Latihan: Laporkan setiap baris materi di bawah yang memuat kata "pavement", dengan membedakan huruf besar dan huruf kecil.

Data yang Diberikan:
----
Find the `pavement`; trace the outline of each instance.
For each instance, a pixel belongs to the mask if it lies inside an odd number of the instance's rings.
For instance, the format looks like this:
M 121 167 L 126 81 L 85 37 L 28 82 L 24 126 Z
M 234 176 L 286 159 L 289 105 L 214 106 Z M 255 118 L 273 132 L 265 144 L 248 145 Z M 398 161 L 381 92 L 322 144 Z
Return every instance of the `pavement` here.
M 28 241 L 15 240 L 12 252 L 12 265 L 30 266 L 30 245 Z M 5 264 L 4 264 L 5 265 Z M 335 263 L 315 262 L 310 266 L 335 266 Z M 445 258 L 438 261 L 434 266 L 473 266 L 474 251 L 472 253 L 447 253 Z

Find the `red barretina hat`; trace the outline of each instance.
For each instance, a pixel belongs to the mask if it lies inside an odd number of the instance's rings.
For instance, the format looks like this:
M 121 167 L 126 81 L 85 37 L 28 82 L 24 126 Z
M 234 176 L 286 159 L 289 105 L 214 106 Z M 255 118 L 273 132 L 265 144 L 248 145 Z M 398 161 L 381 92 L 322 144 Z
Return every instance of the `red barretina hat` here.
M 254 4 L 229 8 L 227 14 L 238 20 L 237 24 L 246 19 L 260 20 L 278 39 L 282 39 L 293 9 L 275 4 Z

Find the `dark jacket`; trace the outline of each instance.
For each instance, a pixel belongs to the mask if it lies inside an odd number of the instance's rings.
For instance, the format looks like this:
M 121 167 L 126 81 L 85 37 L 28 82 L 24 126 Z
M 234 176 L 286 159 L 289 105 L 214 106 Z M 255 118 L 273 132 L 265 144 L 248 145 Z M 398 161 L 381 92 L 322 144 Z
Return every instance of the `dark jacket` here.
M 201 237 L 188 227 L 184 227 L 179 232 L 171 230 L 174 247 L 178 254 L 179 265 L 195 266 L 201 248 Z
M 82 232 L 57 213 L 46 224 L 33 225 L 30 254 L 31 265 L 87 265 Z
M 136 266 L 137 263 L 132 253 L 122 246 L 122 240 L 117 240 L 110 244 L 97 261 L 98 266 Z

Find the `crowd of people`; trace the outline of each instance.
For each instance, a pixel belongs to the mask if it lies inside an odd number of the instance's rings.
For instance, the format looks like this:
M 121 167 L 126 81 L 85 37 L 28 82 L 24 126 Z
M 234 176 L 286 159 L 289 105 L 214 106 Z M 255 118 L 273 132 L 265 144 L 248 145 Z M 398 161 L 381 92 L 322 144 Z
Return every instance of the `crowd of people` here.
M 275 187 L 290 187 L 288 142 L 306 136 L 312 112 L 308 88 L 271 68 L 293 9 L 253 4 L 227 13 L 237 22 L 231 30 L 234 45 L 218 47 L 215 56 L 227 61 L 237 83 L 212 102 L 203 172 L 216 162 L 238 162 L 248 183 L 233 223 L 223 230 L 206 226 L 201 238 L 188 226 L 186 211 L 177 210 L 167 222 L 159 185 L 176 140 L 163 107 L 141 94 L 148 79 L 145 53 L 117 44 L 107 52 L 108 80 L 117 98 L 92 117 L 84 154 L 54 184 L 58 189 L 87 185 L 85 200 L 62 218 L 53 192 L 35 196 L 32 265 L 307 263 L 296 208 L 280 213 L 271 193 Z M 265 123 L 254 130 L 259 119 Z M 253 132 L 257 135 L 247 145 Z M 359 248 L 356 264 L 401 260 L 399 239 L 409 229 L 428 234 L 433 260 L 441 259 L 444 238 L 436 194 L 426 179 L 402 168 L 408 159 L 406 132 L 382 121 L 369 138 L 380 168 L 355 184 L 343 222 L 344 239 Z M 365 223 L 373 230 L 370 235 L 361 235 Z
----
Jawaban Latihan:
Find the `pavement`; trace the outline of each instance.
Return every instance of the `pavement` here.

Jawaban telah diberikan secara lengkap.